-- Start Dataset rows --
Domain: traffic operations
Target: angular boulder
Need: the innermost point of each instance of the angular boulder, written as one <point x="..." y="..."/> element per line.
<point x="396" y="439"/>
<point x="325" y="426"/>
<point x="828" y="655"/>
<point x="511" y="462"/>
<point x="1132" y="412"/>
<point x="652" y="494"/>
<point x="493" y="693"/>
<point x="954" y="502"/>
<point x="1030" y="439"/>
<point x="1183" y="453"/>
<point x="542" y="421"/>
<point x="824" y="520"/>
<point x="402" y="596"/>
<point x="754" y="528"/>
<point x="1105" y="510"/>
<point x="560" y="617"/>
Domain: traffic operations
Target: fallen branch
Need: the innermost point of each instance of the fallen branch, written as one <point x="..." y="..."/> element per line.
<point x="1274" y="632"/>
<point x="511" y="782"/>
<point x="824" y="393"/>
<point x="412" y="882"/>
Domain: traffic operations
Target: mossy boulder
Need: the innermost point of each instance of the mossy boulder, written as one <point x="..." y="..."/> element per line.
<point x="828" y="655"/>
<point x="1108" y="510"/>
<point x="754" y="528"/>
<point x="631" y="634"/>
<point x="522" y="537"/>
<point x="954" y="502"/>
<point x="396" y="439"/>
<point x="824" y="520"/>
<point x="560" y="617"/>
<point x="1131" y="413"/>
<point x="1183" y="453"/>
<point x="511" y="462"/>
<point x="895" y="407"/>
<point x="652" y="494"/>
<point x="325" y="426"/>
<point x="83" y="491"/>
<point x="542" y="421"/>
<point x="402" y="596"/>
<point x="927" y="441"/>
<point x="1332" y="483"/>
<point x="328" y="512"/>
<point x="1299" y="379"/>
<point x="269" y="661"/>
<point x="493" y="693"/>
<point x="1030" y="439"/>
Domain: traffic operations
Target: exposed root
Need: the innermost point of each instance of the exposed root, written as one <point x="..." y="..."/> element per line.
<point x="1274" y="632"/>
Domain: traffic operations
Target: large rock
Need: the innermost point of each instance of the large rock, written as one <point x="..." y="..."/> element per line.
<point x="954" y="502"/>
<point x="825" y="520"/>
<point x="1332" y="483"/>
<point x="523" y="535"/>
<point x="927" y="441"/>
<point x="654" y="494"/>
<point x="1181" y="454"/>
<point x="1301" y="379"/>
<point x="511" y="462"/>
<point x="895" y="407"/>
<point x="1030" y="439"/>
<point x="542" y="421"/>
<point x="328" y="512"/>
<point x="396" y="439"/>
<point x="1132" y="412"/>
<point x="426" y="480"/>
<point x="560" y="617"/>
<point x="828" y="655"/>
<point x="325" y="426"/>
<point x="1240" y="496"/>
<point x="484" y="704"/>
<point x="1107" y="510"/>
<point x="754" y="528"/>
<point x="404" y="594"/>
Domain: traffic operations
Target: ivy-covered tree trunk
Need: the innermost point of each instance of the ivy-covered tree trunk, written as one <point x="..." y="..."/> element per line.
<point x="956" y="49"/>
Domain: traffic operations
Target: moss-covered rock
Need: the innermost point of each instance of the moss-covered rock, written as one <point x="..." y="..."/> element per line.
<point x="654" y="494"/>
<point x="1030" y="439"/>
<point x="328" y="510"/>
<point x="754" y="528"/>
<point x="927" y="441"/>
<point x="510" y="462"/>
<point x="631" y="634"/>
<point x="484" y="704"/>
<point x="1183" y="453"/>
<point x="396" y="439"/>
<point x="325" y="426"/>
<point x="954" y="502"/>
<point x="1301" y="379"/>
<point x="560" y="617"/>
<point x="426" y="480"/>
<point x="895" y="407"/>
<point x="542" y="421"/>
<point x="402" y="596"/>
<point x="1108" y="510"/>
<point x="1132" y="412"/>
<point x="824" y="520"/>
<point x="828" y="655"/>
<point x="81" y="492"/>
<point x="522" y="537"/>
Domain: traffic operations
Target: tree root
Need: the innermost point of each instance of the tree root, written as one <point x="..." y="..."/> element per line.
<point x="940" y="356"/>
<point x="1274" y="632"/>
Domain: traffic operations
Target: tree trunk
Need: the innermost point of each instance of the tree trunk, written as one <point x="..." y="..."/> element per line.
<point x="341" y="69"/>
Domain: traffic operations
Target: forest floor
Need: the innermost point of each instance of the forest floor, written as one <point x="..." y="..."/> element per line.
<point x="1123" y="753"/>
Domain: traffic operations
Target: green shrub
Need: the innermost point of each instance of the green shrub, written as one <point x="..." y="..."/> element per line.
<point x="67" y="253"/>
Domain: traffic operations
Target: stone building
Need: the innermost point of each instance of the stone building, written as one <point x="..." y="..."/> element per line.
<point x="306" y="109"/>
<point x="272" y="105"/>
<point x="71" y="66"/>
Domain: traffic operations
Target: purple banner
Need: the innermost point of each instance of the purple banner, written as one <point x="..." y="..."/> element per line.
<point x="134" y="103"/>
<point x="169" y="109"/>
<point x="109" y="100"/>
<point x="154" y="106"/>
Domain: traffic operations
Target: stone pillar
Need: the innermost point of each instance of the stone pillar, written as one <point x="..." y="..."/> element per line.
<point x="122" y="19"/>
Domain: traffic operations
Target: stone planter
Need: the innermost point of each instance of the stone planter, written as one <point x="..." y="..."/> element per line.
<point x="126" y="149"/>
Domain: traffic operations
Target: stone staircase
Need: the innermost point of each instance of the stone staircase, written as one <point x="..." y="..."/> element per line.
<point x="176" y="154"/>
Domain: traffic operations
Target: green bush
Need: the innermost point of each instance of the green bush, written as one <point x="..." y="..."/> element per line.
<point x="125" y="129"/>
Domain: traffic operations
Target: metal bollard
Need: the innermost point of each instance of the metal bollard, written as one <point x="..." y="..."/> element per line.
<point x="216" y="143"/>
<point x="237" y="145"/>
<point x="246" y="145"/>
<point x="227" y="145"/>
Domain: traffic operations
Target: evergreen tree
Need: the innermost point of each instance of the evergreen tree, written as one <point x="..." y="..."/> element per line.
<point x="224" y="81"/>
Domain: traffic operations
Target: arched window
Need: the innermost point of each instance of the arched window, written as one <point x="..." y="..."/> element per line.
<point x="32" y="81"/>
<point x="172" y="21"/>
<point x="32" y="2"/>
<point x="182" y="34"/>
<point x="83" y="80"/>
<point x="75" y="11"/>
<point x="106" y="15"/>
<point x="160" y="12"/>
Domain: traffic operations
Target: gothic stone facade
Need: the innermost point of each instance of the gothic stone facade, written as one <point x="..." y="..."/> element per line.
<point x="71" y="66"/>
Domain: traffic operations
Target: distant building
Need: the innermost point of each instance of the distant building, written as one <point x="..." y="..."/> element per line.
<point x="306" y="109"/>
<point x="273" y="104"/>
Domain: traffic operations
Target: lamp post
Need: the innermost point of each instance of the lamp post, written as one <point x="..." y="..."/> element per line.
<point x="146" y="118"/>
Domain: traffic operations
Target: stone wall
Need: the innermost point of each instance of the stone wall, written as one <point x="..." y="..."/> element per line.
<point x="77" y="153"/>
-- End Dataset rows --
> [Work required]: Pick out every line in the records above that contains the word "pillar" and copy those lines unchanged.

> [Task answer]:
Target: stone pillar
Need: the innermost point of each instance of the stone pillar, written as one <point x="..." y="..."/> element per line.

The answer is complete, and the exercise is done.